| What is required |
Could you reproduce every line from the one containing "[tag] one dot per instance, sample [266,12]." up to and including the last line, shifting each number listed under "Coordinates:" up by 100 and leaving everything else unchanged?

| Excerpts of pointing data |
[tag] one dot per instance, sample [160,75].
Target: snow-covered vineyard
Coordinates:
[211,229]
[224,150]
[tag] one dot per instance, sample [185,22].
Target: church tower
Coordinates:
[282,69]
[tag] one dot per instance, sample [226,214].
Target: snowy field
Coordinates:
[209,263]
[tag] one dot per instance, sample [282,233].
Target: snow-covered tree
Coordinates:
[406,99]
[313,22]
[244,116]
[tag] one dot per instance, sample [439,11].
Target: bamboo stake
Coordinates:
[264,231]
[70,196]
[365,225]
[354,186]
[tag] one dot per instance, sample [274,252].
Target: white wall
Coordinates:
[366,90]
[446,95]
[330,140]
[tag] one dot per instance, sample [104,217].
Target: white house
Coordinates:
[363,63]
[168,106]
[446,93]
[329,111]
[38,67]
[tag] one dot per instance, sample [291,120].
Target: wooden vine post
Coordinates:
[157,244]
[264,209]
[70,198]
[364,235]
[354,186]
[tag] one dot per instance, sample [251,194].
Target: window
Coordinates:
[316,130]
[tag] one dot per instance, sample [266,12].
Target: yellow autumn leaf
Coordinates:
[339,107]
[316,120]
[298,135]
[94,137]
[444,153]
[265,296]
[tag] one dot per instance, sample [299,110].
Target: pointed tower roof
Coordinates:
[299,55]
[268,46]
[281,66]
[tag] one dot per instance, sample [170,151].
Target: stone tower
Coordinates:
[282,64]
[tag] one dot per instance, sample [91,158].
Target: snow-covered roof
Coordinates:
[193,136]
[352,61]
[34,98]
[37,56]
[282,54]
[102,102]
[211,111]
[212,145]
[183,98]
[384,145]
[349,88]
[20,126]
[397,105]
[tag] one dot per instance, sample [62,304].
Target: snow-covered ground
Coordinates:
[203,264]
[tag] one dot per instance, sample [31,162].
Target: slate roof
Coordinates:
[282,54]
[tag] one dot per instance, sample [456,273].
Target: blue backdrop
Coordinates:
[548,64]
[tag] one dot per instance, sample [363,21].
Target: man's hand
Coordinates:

| Task response |
[tag] one dot per instance, sample [266,12].
Target: yellow autumn leaf
Coordinates:
[439,207]
[416,220]
[398,235]
[194,237]
[544,253]
[365,396]
[tag] one dot per instance, sample [299,110].
Target: pointed tower roof
Coordinates:
[399,155]
[368,146]
[381,166]
[tag] one dot per instance, sample [170,151].
Target: stone tower
Coordinates:
[382,164]
[tag] one dot per instance, sample [91,158].
Target: snow-covered roof
Coordinates:
[293,236]
[452,161]
[134,198]
[137,156]
[382,154]
[202,202]
[311,211]
[312,245]
[283,198]
[484,245]
[449,188]
[120,226]
[497,205]
[tag] one dot per instance, sample [62,304].
Target: snow-covered ground
Coordinates:
[303,364]
[tag] one dot per instance, sample [31,162].
Target: slate roof
Coordinates:
[382,154]
[tag] one dot per instance, sample [456,273].
Target: blue backdrop
Coordinates:
[648,164]
[tag] one dot per instance, sample [363,21].
Target: man's hand
Coordinates:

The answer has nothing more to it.